__Texto del documento__:
---+---

Terrible momento aquel en que el hijo de Jay dice
que “quiere a todo el mundo” (dado en un primer plano en el que
él quiere saber la razón por la que ha dejado de amar, incluso, a los
“suyos”). Los planos, los momentos, están medidos. Jay recuerda,
adelante y atrás en el tiempo (como en Deseando
amar) tratando de dar una lógica a su frustración, a una vida sin
demasiado sentido. Brillantemente el filme juega con el tiempo tratando de
analizar sentimientos, deseando encontrar, sin lógicamente conseguirlo,
unas razones que quedarán siempre en lo inexplicable. El placer solitario
en el baño, el trabajo sin demasiado incentivo, el sindescanso constante,
una espera anhelante o el hastío de una ceremonia demasiado repetida...
Momentos espléndidos, dolorosos, increíblemente cercanos.
De
pronto, algo hace pensar a Jay que las cosas no son así (o quizá ha sido
la casualidad o el aburrimiento lo que ha generado la nueva situación),
que ella (Claire) y que él (Jay) son personas. Ni ella conoce nada de él,
ni él de ella (¿saben acaso, al menos, sus nombres?): es preciso saber
quién es, quiénes son y la razón de sus actos, de su amor sin palabras.
Es el núcleo del filme: la búsqueda del otro. La pérdida de la
intimidad, el bucear en unas vidas que no son suyas. Chéreau, irónicamente,
hace que los personajes traicionen sus ansias. Necesitan no sólo poseer
al otro sino posesionarse de sus vidas, de sus actos. Pero no sólo lo
hacen ellos. Es el deporte que ejercitan los escasos personajes del filme.
Se trata de espiar, observar, seguir a los otros, tratar de saber quiénes
son “aquellos”, sin descubrirse ellos. Ocultándose. Jay sigue a
Claire sin que ella se sienta seguida. Pero en la búsqueda, por un hecho
fortuito, el espía se convierte en espiado. Y en el seguimiento (al
principio cuando Claire vislumbra a Jay tiene intenciones de acercarse a
él, de decirle que qué casualidad que se hayan encontrado, pero de
pronto un algo le impele a seguir a su amante, de ocultarse de él, de
espiar la “intimidad” del otro) la mujer descubre la verdad: ella es
la perseguida, la ultrajada en su “intimidad”, él sabe todo lo que se
puede saber (o casi) del otro. Gran dominio el de Chéreau con el punto de
vista. Pocas películas equilibran de manera tan precisa, con tanta
“suavidad”, el paso de un personaje a otro, de una forma de mirar a
otra.

---+---

__Contenido de datos__:

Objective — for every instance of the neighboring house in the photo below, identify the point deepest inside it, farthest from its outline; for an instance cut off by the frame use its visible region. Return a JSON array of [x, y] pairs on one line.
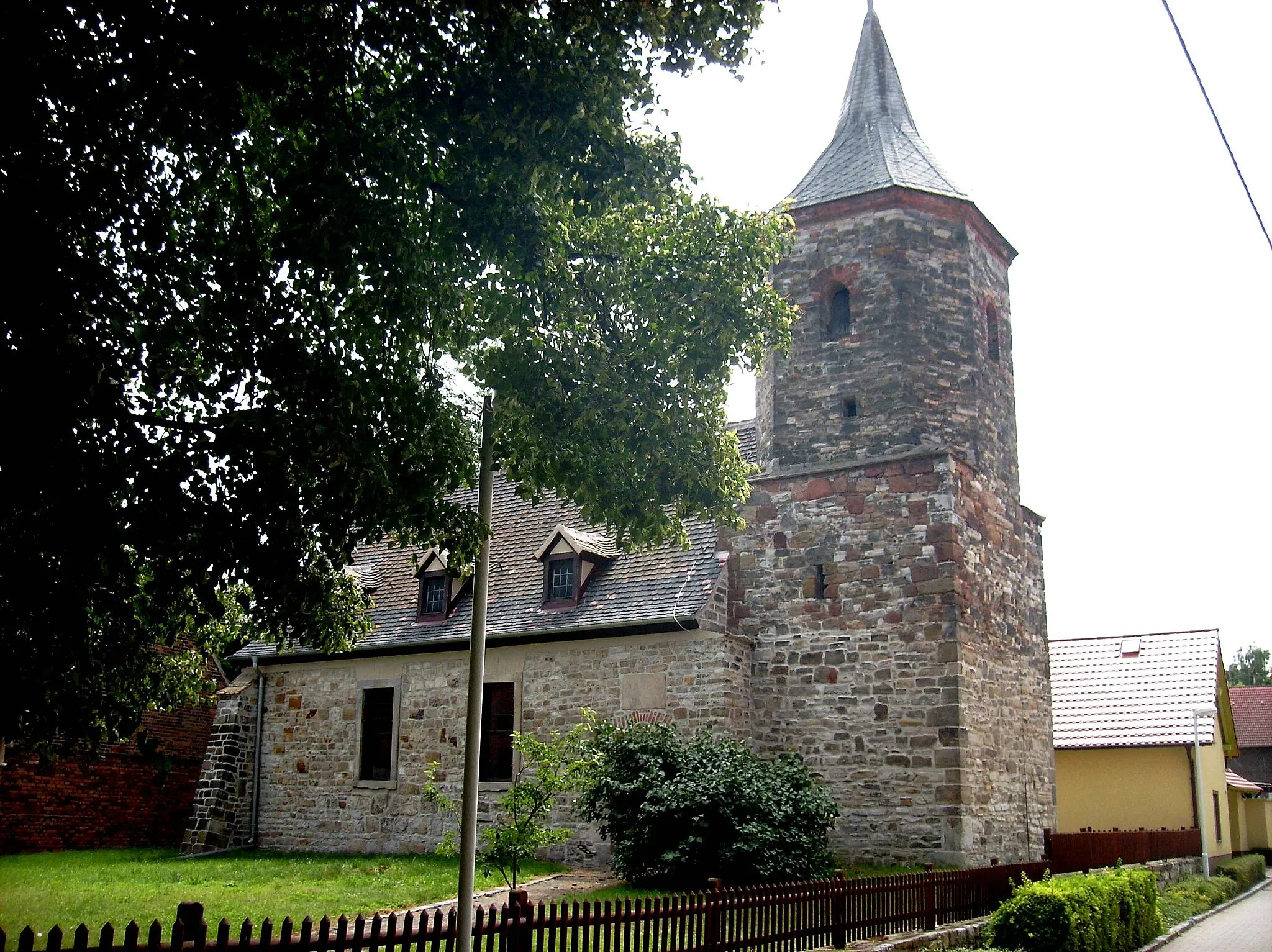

---+---

__Requisitos__:
1 – Según el texto sobre la película de Chéreau, ¿cuál es el núcleo del filme?
2 – Transcribe sin cambios el fragmento del texto sobre la película de Chéreau que comienza en las palabras "Terrible momento aquel" y termina después de las palabras "ceremonia demasiado repetida...".
3 – Prolonga el texto sobre la película de Chéreau a partir del punto en que se detiene.

__Respuestas finales__:
1 – La búsqueda del otro.

2 –
Terrible momento aquel en que el hijo de Jay dice
que “quiere a todo el mundo” (dado en un primer plano en el que
él quiere saber la razón por la que ha dejado de amar, incluso, a los
“suyos”). Los planos, los momentos, están medidos. Jay recuerda,
adelante y atrás en el tiempo (como en Deseando
amar) tratando de dar una lógica a su frustración, a una vida sin
demasiado sentido. Brillantemente el filme juega con el tiempo tratando de
analizar sentimientos, deseando encontrar, sin lógicamente conseguirlo,
unas razones que quedarán siempre en lo inexplicable. El placer solitario
en el baño, el trabajo sin demasiado incentivo, el sindescanso constante,
una espera anhelante o el hastío de una ceremonia demasiado repetida...

3 –
Pero,
debo volver a decirlo, los personajes espían y lo hacen con la vista o
con el oído. El camarero mira a Jay, le ve entrar en el bar, le sigue con
la mirada, le observa igual que el amigo instalado en la casa o el marido
que sabe lo que ha intuido, quien también, de otra manera, sigue a su
mujer esperando saber la verdad, saber “realmente” quién es ella, lo
que le esconde, lo que hace... o ese certero compañero de billar, que prácticamente
no dice una palabra, pero que asiste a una serie de conversaciones que le
obligan a romper su querencia en el juego. Personajes inolvidables,
definidos con un trazo, meros acompañantes de Jay y Claire, pero que
terminan, en su singularidad, por dibujar un conocido cosmos.
En
definitiva, el espía Chéreau se convierte en el receptor de los seres
que ha creado. He ahí la lúcida, y nada gratuita, opción de una cámara
movida a mano. Es el intento de abrirse paso en las calles, de seguir a
las gentes, de buscar la impotente verdad de que, presumiblemente, no hay
nada que coger.
Terrible
la secuencia final. La última y dolorosa entrega. Esa posesión.
Silenciosa y apremiante. Una dura despedida que clausura una historia de
sexo, de deseo. Detrás no queda más que la vida. Los coches pasan, la
vida sigue. Una historia se ha consumido rápida y salvajemente. Fuera de
la casa estaba y está Londres, una ciudad espiada igualmente por Chéreau,
que la observa con la alegría de un amante distante. Londres, vital y
enigmático, sucio y cálido, abigarrado y solitario, está perfectamente
entrevisto por la mirada del viajero extranjero que desembarca en la
ciudad deseada.
Gran
y triste película. Desnuda como sus dos protagonistas haciendo el amor en
un silencio jadeante. Con escasos alicientes para el espectador medio, ha
sido realizada desde una estética moderna alejada de una narración cómoda
o académica. Cine hecho de miradas, que necesita la colaboración del
espectador para poder “cerrarse”, en el que surge un aliento vital y
que, en su frialdad, es capaz de comunicar la desesperada existencia del
amor y de la necesidad: el taxista (¡hermoso momento!) diciendo en el bar
a Jay que quiere a su mujer y que hará lo imposible para no perderla.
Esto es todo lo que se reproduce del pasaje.